### SELECTED EXCERPT
————————

Published online by Cambridge University Press: 10 January 2025
Abstract
“Ruins: Temporality and Transformation” examines the ways in which the ruins and derelict structures that are an important component in many of Ruisdael's landscape paintings suggest a key role of the man-made within the natural world. It examines just how ruins in landscapes convey a sense of temporality, which I call “biological time.” That is, each living thing follows its own course in time; a concept that appears in contemporaneous medical literature. This chapter analyzes the way ruinous buildings are set off by elements—vegetation, rushing water, clouded skies, and light effects—that make manifest different stages of transience and endurance. Ruisdael's views of Amsterdam from its scruffy outskirts provide another perspective on this theme.

————————

### Recorded data

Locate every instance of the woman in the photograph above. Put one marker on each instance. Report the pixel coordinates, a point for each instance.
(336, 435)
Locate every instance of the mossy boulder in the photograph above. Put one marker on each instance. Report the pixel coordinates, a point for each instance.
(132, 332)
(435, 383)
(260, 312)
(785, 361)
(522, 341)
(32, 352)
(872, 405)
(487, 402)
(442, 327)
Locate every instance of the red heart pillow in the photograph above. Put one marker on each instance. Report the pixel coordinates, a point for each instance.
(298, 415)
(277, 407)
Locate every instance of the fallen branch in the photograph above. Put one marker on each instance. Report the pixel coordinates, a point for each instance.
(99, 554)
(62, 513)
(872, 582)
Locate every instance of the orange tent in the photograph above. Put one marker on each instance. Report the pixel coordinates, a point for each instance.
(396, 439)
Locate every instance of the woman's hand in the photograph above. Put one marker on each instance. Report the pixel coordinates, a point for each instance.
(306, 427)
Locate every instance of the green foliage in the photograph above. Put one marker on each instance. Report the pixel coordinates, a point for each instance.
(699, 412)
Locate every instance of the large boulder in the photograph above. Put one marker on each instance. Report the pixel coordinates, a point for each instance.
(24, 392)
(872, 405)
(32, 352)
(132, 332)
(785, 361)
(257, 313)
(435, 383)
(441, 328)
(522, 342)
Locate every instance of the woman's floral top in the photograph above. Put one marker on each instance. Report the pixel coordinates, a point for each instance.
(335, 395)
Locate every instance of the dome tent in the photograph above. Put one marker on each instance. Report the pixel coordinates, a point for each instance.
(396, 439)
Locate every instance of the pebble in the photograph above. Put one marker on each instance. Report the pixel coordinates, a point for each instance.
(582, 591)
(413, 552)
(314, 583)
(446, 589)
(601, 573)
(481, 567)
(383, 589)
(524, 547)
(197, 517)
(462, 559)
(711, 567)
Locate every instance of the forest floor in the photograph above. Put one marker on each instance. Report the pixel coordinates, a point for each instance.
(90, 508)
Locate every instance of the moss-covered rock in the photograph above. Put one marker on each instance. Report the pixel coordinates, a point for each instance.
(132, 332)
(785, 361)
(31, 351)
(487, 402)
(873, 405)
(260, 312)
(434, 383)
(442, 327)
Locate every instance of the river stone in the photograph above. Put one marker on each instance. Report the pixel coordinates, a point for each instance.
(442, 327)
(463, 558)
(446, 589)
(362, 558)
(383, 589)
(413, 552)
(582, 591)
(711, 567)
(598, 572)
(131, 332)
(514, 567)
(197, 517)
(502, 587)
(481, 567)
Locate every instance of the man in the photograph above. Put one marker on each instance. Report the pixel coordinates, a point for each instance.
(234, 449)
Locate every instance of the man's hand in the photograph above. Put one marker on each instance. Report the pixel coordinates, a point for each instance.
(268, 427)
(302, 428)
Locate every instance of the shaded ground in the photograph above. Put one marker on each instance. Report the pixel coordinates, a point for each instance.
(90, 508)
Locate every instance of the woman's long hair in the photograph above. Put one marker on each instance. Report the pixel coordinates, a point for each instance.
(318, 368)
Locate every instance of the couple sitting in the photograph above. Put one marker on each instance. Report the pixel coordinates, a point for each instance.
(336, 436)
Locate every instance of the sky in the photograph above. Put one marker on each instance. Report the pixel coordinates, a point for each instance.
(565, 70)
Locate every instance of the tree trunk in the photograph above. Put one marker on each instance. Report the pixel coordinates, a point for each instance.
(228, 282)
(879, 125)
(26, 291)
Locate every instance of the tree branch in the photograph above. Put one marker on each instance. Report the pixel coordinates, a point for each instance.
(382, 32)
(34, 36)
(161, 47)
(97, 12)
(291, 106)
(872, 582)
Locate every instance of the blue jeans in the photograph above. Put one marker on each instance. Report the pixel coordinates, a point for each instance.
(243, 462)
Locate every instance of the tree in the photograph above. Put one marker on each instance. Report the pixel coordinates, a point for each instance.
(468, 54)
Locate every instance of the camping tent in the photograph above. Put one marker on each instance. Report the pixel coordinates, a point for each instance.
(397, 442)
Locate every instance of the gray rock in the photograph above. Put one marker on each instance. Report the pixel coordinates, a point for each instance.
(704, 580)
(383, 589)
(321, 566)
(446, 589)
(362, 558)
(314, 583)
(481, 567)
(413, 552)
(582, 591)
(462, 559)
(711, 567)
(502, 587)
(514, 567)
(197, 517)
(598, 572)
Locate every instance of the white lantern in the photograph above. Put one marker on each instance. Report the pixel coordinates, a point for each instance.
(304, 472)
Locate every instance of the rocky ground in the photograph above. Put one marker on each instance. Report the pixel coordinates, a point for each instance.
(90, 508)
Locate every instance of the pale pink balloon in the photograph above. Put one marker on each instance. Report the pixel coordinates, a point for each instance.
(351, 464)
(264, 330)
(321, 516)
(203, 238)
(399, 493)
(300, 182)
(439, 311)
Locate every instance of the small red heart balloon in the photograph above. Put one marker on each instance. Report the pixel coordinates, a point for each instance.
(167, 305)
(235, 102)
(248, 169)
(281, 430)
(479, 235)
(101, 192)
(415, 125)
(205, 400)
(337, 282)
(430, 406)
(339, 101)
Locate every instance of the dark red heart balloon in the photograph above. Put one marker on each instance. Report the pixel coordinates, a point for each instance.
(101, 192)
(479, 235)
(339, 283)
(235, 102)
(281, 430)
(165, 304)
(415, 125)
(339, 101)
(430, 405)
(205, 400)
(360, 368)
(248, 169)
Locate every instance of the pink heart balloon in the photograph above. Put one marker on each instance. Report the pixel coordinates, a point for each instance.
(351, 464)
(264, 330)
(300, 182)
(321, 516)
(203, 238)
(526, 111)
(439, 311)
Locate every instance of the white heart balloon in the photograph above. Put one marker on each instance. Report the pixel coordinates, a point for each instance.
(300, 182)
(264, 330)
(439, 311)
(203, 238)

————————

### ASSIGNED TASK 1
Reproduce word for word the passage of the abstract on ruins in Ruisdael's landscapes from "Published online by" to "on this theme.".
### ASSIGNED TASK 2
Resume the abstract on ruins in Ruisdael's landscape paintings, picking up after its last sentence.

### EXPECTED OUTPUT 1
Published online by Cambridge University Press: 10 January 2025
Abstract
“Ruins: Temporality and Transformation” examines the ways in which the ruins and derelict structures that are an important component in many of Ruisdael's landscape paintings suggest a key role of the man-made within the natural world. It examines just how ruins in landscapes convey a sense of temporality, which I call “biological time.” That is, each living thing follows its own course in time; a concept that appears in contemporaneous medical literature. This chapter analyzes the way ruinous buildings are set off by elements—vegetation, rushing water, clouded skies, and light effects—that make manifest different stages of transience and endurance. Ruisdael's views of Amsterdam from its scruffy outskirts provide another perspective on this theme.

### EXPECTED OUTPUT 2
Keywords: temporality, biological time, botany, Amsterdam
Things Fall Apart: Broken Bridges
Ruisdael's ruins, like his depictions of dunes and grainfields, provide an oblique view of the human presence within nature. Though on occasion his works include the sorts of monumental sites and picturesque structures that appear in pictures by other artists, unlike them he always subordinates the works of man within the natural environment. Nonetheless, traces of human existence in these landscapes are a reminder that people as well as non-human nature are part of a wider ecology of time as well as place. Two examples from the 1646 Dresden sketchbook, the Farmstead with the Ruins of Brederode (figure 50) and the High Stone Footbridge (figure 51), treat ruins both as subsumed in a wider landscape and as incidental to everyday life.1 In Ruisdael's drawing, Brederode, surrounded by the out-buildings of a farm, is sketched in lightly. The dilapidated castle provides a background to two workmen who concentrate on the activity at hand; the grindstone in the foreground is given more definition than the monument. Likewise, in the drawing of the High
Stone Footbridge, the bridge is placed aslant and though somewhat derelict is clearly still in use. In both drawings the black chalk is handled with delicacy, each entity—sky, brush, trees, water, and the man-made structure—is distinguished by tone and texture but (with the slight exception of the workmen) no one element stands out. Both drawings introduce motifs—a derelict bridge and sluices as well as a ruinous monument—that continue as important motifs in Ruisdael's work. They also exhibit his somewhat idiosyncratic approach marked by indirection and contextualization.